### Work order
Each entry is to be output precisely as it appears.

### Records provided
§

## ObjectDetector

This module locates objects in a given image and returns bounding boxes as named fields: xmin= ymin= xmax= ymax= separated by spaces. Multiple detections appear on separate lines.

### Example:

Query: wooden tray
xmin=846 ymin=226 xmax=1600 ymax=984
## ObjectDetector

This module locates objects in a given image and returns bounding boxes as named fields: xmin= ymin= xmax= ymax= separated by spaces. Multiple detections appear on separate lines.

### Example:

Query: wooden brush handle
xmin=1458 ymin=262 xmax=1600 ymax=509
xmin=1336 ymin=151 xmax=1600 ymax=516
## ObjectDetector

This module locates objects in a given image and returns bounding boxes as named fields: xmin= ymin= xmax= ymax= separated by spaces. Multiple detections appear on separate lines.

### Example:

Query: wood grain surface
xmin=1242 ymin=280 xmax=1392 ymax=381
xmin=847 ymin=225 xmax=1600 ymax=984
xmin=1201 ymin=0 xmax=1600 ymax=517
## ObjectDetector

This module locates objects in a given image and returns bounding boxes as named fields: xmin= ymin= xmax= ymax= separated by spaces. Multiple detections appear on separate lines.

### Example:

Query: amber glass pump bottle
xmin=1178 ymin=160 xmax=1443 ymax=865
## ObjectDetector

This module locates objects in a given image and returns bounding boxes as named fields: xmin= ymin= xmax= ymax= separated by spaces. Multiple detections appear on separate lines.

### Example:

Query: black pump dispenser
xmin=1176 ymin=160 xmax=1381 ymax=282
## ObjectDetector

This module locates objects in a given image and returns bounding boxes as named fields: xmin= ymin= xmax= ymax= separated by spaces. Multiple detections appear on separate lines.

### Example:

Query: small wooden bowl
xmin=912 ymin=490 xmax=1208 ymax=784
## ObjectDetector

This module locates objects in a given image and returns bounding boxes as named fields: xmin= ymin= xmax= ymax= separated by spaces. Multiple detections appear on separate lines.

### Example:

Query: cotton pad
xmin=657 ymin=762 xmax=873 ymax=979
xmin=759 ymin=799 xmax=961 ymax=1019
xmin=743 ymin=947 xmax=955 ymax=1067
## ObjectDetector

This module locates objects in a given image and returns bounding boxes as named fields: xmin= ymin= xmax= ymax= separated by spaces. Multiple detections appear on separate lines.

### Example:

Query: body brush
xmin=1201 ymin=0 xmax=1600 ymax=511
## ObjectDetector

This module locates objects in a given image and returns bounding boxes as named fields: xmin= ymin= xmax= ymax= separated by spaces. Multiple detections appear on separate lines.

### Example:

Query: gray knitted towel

§

### Solution to this task
## ObjectDetector

This module locates objects in a given image and returns bounding boxes as named fields: xmin= ymin= xmax= ymax= separated by spaces. Multiple detections appear on separate lines.

### Example:

Query: wooden tray
xmin=846 ymin=226 xmax=1600 ymax=984
## ObjectDetector

This module locates objects in a given image and returns bounding boxes as named fields: xmin= ymin= xmax= ymax= separated by spaces. Multiple detections appear on separate lines.

### Example:

Query: wooden brush handle
xmin=1458 ymin=262 xmax=1600 ymax=509
xmin=1336 ymin=151 xmax=1600 ymax=516
## ObjectDetector

This module locates objects in a given image and returns bounding boxes as named fields: xmin= ymin= xmax= ymax= separated by spaces. Multiple detections appear on separate lines.

### Example:

Query: wood grain surface
xmin=1242 ymin=280 xmax=1392 ymax=381
xmin=847 ymin=225 xmax=1600 ymax=984
xmin=1201 ymin=0 xmax=1600 ymax=517
## ObjectDetector

This module locates objects in a given image and returns bounding boxes as named fields: xmin= ymin= xmax= ymax= separated by spaces. Multiple detections appear on separate lines.

### Example:

Query: amber glass pump bottle
xmin=1178 ymin=160 xmax=1443 ymax=865
## ObjectDetector

This module locates objects in a given image and returns bounding boxes as named fields: xmin= ymin= xmax= ymax= separated by spaces. Multiple detections appear on separate lines.

### Example:

Query: black pump dispenser
xmin=1176 ymin=160 xmax=1381 ymax=282
## ObjectDetector

This module locates objects in a given image and returns bounding boxes as named fields: xmin= ymin= xmax= ymax= separated by spaces. Multiple detections appear on separate lines.

### Example:

Query: small wooden bowl
xmin=912 ymin=490 xmax=1208 ymax=784
## ObjectDetector

This module locates objects in a given image and returns bounding boxes as named fields: xmin= ymin= xmax= ymax= separated by spaces. Multiple detections appear on separate lines.

### Example:

Query: cotton pad
xmin=657 ymin=762 xmax=873 ymax=979
xmin=759 ymin=799 xmax=961 ymax=1019
xmin=743 ymin=947 xmax=955 ymax=1067
## ObjectDetector

This module locates objects in a given image and returns bounding boxes as named fields: xmin= ymin= xmax= ymax= separated by spaces. Multiple detections appear on separate lines.

### Example:

Query: body brush
xmin=1201 ymin=0 xmax=1600 ymax=511
## ObjectDetector

This module locates objects in a given image and returns bounding boxes as named fields: xmin= ymin= xmax= ymax= separated by spaces. Multiple detections appear on separate lines.

### Example:

Query: gray knitted towel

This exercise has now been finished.